Yeah, the same old "farm story".


----------



## RadishRose (Feb 4, 2018)

They say a duck's quack cannot produce an echo? True or an old wive's tale?


----------



## Mrs. Robinson (Feb 4, 2018)

When I met hy husband back in 1965,his sister had pet ducks. Mallards. They were "Jean" and "Clarence",named after a couple who used to hang out at their dad`s bar in San Francisco lol. She kept them well into her adulthood,after she had moved out of the house and had her daughter. A raccoon ended up getting one of them,don`t remember which,and the other she kept until it died of,presumably,old age.


----------



## NancyNGA (Feb 4, 2018)

My father had a pet duck. It was a result of one of those Easter sales, where people buy cute little baby ducks for their kids, then don't know what to do with them (the ducks, not the kids ). 

 A friend bought one for his child, and I said I'd take the duck and put it out on our pond.  Then realized there were snapping turtles out there.  So my parents took it to Florida with them and kept it.  

They bought all kinds of fancy feeders and toys, and a wading pool, and even took it to the vet a couple of times.  My father loved it; my mother, not so much.  If you wore shoes with laces, it would always come around and untie your shoes. We had a lot of laughs about that duck.  A year or so later it started laying eggs.  My father named her Q_uack-Quack_.


----------



## ProsperosDaughter (Feb 4, 2018)

RECORDS SHOWN:
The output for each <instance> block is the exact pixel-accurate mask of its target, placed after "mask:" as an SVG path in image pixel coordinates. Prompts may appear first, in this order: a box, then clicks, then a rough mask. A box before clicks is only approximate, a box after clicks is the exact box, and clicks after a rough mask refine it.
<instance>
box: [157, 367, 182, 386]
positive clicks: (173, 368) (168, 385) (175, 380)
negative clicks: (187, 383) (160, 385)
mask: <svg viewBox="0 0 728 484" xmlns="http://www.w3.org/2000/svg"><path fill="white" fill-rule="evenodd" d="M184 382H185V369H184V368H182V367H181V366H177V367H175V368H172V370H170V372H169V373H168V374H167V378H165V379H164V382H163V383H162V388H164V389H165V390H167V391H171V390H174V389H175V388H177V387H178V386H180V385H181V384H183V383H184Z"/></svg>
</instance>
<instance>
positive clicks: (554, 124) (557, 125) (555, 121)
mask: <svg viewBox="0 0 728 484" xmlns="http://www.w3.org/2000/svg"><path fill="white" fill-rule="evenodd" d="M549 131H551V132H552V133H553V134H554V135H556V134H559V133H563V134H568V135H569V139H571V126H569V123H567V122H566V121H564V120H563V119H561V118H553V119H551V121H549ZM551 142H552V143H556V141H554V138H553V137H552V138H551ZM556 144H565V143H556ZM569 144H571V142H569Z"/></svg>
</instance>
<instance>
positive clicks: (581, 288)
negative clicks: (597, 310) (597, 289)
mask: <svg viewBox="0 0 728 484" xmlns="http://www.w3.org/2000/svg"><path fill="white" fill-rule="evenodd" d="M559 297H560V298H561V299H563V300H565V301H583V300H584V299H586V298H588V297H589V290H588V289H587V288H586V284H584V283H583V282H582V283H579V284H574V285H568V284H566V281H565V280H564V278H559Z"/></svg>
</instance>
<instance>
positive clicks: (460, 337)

TASKS AND EXERCISES:
A) Copy out the entries with the box and click coordinates word for word, from the first line through the last.
B) Write the next part of the forum thread about pet ducks, picking up after its final line.

LIST OF ANSWERS:
A)
The output for each <instance> block is the exact pixel-accurate mask of its target, placed after "mask:" as an SVG path in image pixel coordinates. Prompts may appear first, in this order: a box, then clicks, then a rough mask. A box before clicks is only approximate, a box after clicks is the exact box, and clicks after a rough mask refine it.
<instance>
box: [157, 367, 182, 386]
positive clicks: (173, 368) (168, 385) (175, 380)
negative clicks: (187, 383) (160, 385)
mask: <svg viewBox="0 0 728 484" xmlns="http://www.w3.org/2000/svg"><path fill="white" fill-rule="evenodd" d="M184 382H185V369H184V368H182V367H181V366H177V367H175V368H172V370H170V372H169V373H168V374H167V378H165V379H164V382H163V383H162V388H164V389H165V390H167V391H171V390H174V389H175V388H177V387H178V386H180V385H181V384H183V383H184Z"/></svg>
</instance>
<instance>
positive clicks: (554, 124) (557, 125) (555, 121)
mask: <svg viewBox="0 0 728 484" xmlns="http://www.w3.org/2000/svg"><path fill="white" fill-rule="evenodd" d="M549 131H551V132H552V133H553V134H554V135H556V134H559V133H563V134H568V135H569V139H571V126H569V123H567V122H566V121H564V120H563V119H561V118H553V119H551V121H549ZM551 142H552V143H556V141H554V138H553V137H552V138H551ZM556 144H565V143H556ZM569 144H571V142H569Z"/></svg>
</instance>
<instance>
positive clicks: (581, 288)
negative clicks: (597, 310) (597, 289)
mask: <svg viewBox="0 0 728 484" xmlns="http://www.w3.org/2000/svg"><path fill="white" fill-rule="evenodd" d="M559 297H560V298H561V299H563V300H565V301H583V300H584V299H586V298H588V297H589V290H588V289H587V288H586V284H584V283H583V282H582V283H579V284H574V285H568V284H566V281H565V280H564V278H559Z"/></svg>
</instance>
<instance>
positive clicks: (460, 337)

B)
NancyNGA said:


> My father had a pet duck. It was a result of one of those Easter sales, where people buy cute little ducks for their kids, then don't know what to do with them (the ducks, I mean).
> 
> A friend bought one for his child, and I said I'd take the duck and put it out on our pond.  Then realized there were snapping turtles out there.  So my parents took it to Florida with them and kept it.
> 
> They bought all kinds of fancy feeders and toys, and a wading pool, and even took it to the vet a couple of times.  My father loved it; my mother, not so much.  If you wore shoes with laces, it would always come around and untie your shoes. We had a lot of laughs about that duck.  A year or so later it started laying eggs.  My father named her Q_uack-Quack_.



Wow I forgot about that. We used to feed the ducks when I was a kid (at a city park) They would untie our sneakers. Thank you NancyNGA for jogging that memory


----------



## RadishRose (Feb 4, 2018)

Meanderer, do you remember this?






How I love these girls!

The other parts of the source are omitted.